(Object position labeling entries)
○ ○ ○ ○ ○

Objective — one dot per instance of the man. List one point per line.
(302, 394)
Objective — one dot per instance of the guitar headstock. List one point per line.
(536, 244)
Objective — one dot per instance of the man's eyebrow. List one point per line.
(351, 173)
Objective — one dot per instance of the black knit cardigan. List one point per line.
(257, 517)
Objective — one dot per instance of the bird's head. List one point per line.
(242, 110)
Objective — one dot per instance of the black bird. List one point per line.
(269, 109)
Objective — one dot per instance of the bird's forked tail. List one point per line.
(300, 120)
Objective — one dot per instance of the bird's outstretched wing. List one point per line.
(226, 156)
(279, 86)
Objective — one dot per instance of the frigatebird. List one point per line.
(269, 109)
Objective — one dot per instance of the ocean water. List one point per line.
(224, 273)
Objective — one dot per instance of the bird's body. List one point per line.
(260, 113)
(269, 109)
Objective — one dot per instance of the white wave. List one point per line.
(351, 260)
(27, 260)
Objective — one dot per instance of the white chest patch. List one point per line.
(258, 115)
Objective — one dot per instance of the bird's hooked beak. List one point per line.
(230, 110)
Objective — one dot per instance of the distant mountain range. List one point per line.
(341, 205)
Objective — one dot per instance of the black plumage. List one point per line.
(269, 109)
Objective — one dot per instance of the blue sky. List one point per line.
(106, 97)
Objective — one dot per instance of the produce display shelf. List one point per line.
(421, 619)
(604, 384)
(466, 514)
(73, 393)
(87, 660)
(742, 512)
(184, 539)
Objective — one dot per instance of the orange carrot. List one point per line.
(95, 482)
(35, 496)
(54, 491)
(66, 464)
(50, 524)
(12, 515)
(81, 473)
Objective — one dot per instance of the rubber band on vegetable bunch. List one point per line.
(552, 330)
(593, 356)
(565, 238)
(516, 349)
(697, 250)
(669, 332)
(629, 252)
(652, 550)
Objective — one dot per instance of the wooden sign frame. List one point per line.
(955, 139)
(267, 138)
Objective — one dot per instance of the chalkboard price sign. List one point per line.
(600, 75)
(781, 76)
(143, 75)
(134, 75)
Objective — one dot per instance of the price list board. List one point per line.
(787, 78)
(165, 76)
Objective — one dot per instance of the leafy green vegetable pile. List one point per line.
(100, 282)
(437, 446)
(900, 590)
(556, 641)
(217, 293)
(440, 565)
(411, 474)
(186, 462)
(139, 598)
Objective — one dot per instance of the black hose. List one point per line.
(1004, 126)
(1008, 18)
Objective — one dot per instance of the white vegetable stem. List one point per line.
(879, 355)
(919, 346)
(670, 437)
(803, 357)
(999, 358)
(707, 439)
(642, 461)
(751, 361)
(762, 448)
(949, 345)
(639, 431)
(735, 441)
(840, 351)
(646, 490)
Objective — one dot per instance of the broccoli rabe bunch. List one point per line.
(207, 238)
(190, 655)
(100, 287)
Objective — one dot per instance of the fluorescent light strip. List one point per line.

○ ○ ○ ○ ○

(Problem statement): All of the data shown above must be copied exactly.

(Task result):
Objective — one dot per instance of the man. List one point per line.
(302, 394)
Objective — one dot per instance of the guitar headstock. List one point per line.
(536, 244)
Objective — one dot per instance of the man's eyebrow. List one point per line.
(351, 173)
Objective — one dot per instance of the black knit cardigan. List one point per line.
(257, 517)
Objective — one dot per instance of the bird's head. List one point per line.
(242, 110)
Objective — one dot per instance of the black bird. List one point per line.
(269, 109)
Objective — one dot per instance of the bird's forked tail. List one point per line.
(300, 120)
Objective — one dot per instance of the bird's outstretched wing. List one point per line.
(226, 156)
(279, 86)
Objective — one dot per instance of the frigatebird. List one point per line.
(269, 109)
Objective — one dot per instance of the ocean water. List one point per line.
(224, 273)
Objective — one dot per instance of the bird's body. List one point per line.
(260, 113)
(269, 109)
Objective — one dot per instance of the white wave. List one point per line.
(351, 260)
(27, 260)
Objective — one dot per instance of the white chest patch. List one point per line.
(258, 115)
Objective — one dot per instance of the bird's hooked beak. List one point per line.
(230, 110)
Objective — one dot per instance of the distant mountain range. List one point per line.
(341, 205)
Objective — one dot per instance of the black plumage. List one point per line.
(269, 109)
Objective — one dot per instance of the blue sky. List one point per line.
(106, 97)
Objective — one dot per instance of the produce display shelf. List one point per line.
(421, 619)
(604, 384)
(466, 514)
(73, 393)
(87, 660)
(742, 512)
(184, 539)
Objective — one dot per instance of the orange carrot. List one point per line.
(95, 482)
(35, 496)
(54, 491)
(66, 464)
(50, 524)
(12, 515)
(81, 473)
Objective — one dot per instance of the rubber band on vegetable bunch. List one point per line.
(552, 330)
(593, 356)
(565, 238)
(516, 349)
(697, 250)
(669, 332)
(629, 252)
(652, 550)
Objective — one dot per instance of the wooden sign frame. List one point per line.
(955, 139)
(267, 138)
Objective — one dot per instance of the chalkboard price sign. List one point per line.
(600, 75)
(781, 76)
(143, 75)
(134, 75)
Objective — one dot per instance of the price list board. List one point per line.
(787, 78)
(165, 76)
Objective — one dot per instance of the leafy green vegetable pile. List one point per line.
(100, 282)
(437, 446)
(900, 590)
(556, 641)
(217, 293)
(440, 565)
(411, 474)
(186, 462)
(139, 598)
Objective — one dot per instance of the black hose. List one point per line.
(1004, 126)
(1008, 18)
Objective — one dot per instance of the white vegetable stem. List one point per line.
(879, 355)
(919, 346)
(670, 437)
(803, 357)
(999, 358)
(707, 439)
(642, 461)
(751, 361)
(762, 448)
(949, 345)
(639, 431)
(735, 441)
(840, 351)
(646, 490)
Objective — one dot per instance of the broccoli rabe bunch. List one point per line.
(207, 238)
(190, 655)
(100, 287)
Objective — one dot per instance of the fluorescent light strip. List one point per line.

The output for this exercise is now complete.